*SUPPLIED TEXT:*
--------------------------------------------------
Weekly Musings 114

Welcome to this edition of Weekly Musings, where each week I share some thoughts about what’s caught my interest in the last seven days.

This week’s letter was inspired by a series of conversations I recently had with a friend, a conversation that jarred loose some thoughts that had lodged in the back of my head decades ago. It also loops back, in some small way, to Musing 112. Just goes to show you that I sometimes do revisit ideas.

With that out of the way, let’s get to this week’s musing.

On Everything You Do Needing to Be Practical

Let’s go back in time a few decades. To late 1979, to back a little more exact. I was 12 years old and had started junior high school a couple of months previously. I wasn’t all that interested in sports or music or many of the interests that grabbed the seemingly shallow imaginations of my peers. Instead, growing in me was a deep interest in and love for movies. An interest and love that was fuelled by the TV shows Magic Shadows and Saturday Night At The Movies which aired (often) classic movies from 20, 30, 40 or more years earlier.

My other fascination at that time was with the special effects in science fiction movies and TV series. Like many people, I wondered how those effects were done — regardless of how crude and, often, laughable many of them were. At a local convenience store, I discovered Starlog and CineFX magazines. I’d make a beeline to that store once a month to pick up the latest issues, to learn more about how the magic of SF movies was made. Part of me yearned to make my own short films, even if I had no clue how to do that.

While rooting around in a closet at home one day, I found a pair of old, dust-covered 8mm film cameras. Just like the ones used by some of the amateur filmmakers I’d been reading about in CineFX magazine. I improvised a stand and set one of those cameras up in front of a disused table in my parents’ basement. On top of that table, I cobbled together a crude set. Using some small articulated action figures borrowed from a friend, I got to work. For an hour or two each evening, I meticulously (or, as meticulously as I could) moved those action figures a fraction of a centimetre. Then, I gently tapped a button on the camera to take a single frame shot of that movement. I repeated the process over and over again until my fingers grew tired and my brain went numb.

A month or two into those clumsy experiments with stop motion animation, and with a couple of minutes of footage on the roll of stock in the camera, my parents called a halt to the proceedings. I was told what I was doing wasn’t practical. That was the end of that.

Since that day, I’ve wondered if everything we do needs to be practical. The conclusion I’ve come to?

It doesn’t.

Over the years, I’ve found that a utilitarian view of … well, just about everything isn’t an uncommon one. Many people I’ve encountered over the years only look to activities that will benefit them in some way. A course that will help them with their work or which will help them move up the employment ladder. An activity that’s designed to increase their competence at some other activity. An exercise the will help them improve their performance at a sport.
--------------------------------------------------
*RECORDS SUPPLIED:*

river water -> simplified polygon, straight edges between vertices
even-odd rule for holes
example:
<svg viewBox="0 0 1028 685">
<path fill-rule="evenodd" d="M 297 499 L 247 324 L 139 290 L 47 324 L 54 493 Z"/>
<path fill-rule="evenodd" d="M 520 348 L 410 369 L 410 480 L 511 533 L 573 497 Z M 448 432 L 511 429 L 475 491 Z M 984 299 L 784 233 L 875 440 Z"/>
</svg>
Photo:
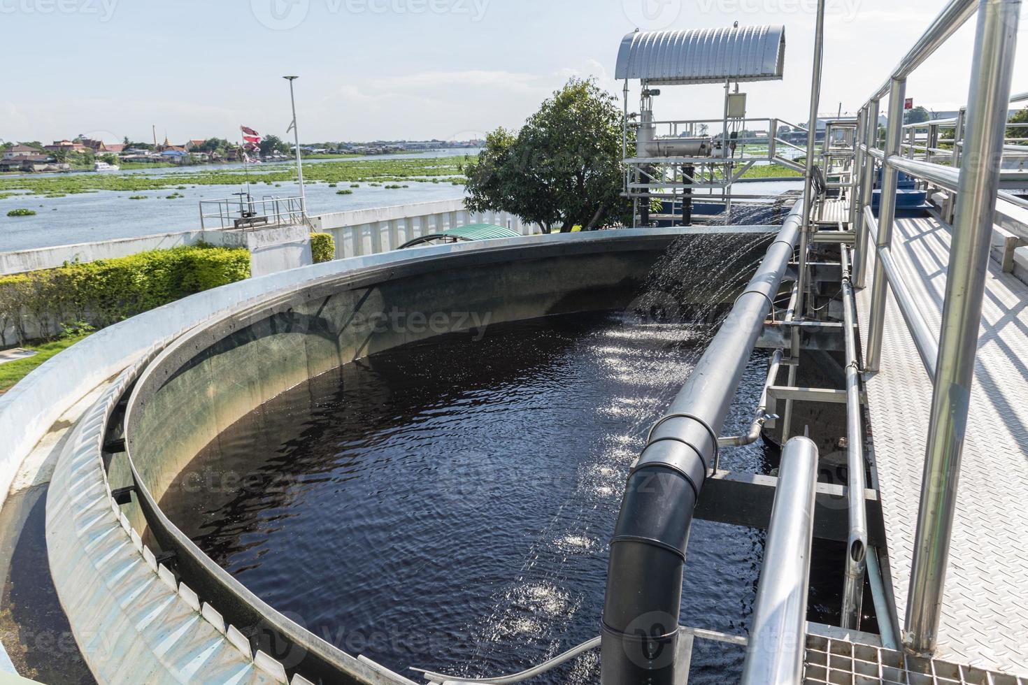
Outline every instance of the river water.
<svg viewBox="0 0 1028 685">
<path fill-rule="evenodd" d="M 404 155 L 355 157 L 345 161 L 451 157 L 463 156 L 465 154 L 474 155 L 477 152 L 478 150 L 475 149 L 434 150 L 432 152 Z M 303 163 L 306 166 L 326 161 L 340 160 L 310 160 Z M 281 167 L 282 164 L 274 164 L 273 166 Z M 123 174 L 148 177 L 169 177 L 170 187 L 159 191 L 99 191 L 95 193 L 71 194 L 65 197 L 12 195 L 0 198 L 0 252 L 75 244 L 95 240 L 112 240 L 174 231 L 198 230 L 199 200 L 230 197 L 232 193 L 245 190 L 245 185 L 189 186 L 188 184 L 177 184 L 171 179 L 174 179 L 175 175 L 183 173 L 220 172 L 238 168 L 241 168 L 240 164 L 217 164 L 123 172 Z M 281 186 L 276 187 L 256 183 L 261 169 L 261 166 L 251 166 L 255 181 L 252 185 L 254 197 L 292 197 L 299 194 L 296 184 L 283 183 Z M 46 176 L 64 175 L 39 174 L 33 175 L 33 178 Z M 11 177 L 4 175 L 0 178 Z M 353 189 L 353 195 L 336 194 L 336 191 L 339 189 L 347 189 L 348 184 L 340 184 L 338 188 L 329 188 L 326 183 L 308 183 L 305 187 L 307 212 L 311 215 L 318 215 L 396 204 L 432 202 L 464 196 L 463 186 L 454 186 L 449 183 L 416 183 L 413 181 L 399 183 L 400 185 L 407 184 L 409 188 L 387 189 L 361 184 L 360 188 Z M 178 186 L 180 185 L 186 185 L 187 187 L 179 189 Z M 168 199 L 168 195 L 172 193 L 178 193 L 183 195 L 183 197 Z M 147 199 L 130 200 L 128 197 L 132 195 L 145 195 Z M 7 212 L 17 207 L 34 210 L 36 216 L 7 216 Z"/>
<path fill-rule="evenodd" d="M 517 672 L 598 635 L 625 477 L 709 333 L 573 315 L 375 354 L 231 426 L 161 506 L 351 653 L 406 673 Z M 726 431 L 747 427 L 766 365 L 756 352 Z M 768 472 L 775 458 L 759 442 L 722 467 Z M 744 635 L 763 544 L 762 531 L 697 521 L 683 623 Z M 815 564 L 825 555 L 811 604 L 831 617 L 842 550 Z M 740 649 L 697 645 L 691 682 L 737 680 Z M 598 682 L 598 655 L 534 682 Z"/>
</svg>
--------------------------------------------------
*TASK 1:* List every magazine and TV show that the Weekly Musings letter names.
*TASK 2:* Go on with the Weekly Musings letter about practicality, starting after its last sentence.
The records have no connection to the Weekly Musings letter.

*EXERCISE RESULT 1:* Magic Shadows, Saturday Night At The Movies, Starlog, CineFX

*EXERCISE RESULT 2:*
There’s nothing wrong with that. But practicality and utility shouldn’t be your only criteria for choosing to do something. Being focused on utility and practicality smacks too much of work, and the blurring of work and your personal life. There’s probably too much of that blurring going on in your life as it is. Why not interrupt the cycle?

Doing something impractical can be a way of learning about yourself, of better knowing yourself, of indulging in a fancy. It can be a way of discovering what you’re truly interested in, of finding different ways to engage your mind and your body. In many ways, especially ones that are difficult to quantify, doing something impractical can be more valuable than doing something for utilitarian reasons.

Doing something impractical has other benefits, too. One of the reasons my parents deemed my dabbling in animation to be impractical was because they didn’t think I could make a living or forge a career out of special effects. They were right, but that wasn’t the point. And I had no aspirations to move into that line of work.

As I discussed in Musing 112, whenever possible you should simply do something because you enjoy it. There’s more to life than work. There’s more to life than constant overt, noticeable improvement. Enjoyment can be as important as utility and practicality. Maybe even more important than utility and practicality.

Spending hours behind that old 8mm camera helped me use and develop my creativity. It gave me a chance to escape from the drudgery of school work and life in junior high school in general (the latter of which I hated). It gave me a vent for the pressures of oncoming puberty, from the mundane aspects of my life. I’d argue that working on my stop motion movie made me a better, more rounded person in several ways. It definitely deepened my love and appreciation for films and of the efforts of filmmakers everywhere — past and present, artist or hack.

The biggest benefit of doing something that’s impractical is that it gives your mind a chance to go fallow, to drift away from the problems and puzzles of your working life, of your day-to-day life. Doing something impractical can make you more effective, it can make you more creative by getting your mind off what you do for 8 or 10 or more hours a day.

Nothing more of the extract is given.